Some records
━━━

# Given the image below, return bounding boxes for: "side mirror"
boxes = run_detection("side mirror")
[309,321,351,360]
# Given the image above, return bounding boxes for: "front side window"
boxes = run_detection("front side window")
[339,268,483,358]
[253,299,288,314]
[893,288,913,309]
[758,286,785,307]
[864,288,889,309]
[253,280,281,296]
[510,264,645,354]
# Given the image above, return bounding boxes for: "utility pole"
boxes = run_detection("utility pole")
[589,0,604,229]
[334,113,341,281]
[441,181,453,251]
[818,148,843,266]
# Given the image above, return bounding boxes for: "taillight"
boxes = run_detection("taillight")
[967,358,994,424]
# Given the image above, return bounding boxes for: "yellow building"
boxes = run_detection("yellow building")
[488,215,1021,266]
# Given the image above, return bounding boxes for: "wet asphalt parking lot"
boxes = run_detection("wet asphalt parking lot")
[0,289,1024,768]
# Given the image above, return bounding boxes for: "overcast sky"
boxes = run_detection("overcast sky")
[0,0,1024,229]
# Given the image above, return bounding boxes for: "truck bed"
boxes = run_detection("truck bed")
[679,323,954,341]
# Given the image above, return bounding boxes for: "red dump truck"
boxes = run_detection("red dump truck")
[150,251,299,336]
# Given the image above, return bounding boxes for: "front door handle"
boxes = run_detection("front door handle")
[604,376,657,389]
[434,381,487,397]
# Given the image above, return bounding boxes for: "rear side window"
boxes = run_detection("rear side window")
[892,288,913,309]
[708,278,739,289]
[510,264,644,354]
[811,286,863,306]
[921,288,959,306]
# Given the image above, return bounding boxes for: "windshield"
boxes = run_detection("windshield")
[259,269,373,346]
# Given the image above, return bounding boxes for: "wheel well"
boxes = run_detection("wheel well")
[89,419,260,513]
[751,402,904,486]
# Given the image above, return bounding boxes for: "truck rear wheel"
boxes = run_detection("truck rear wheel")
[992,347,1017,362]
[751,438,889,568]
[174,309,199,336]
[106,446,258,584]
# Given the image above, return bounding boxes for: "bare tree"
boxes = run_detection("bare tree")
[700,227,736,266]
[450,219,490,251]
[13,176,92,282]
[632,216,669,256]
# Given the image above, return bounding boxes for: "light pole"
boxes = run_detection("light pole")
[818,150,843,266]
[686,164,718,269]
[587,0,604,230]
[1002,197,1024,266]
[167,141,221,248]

━━━

_PROBLEM REQUIREMENTS_.
Return each line from the rows above that contains the string "truck", treating the match as case-sensitive.

_ANSWER TO THIS PROBLEM_.
# Given the image above, return bounding boxes for: "truck bed"
boxes = run_detection("truck bed")
# Given the image above, return bounding boxes for: "red dump truck"
boxes = run_detection("red dump truck")
# Given the image above, return bounding boxes for: "truck rear wheel"
boxes = run_detection("truck rear wheel")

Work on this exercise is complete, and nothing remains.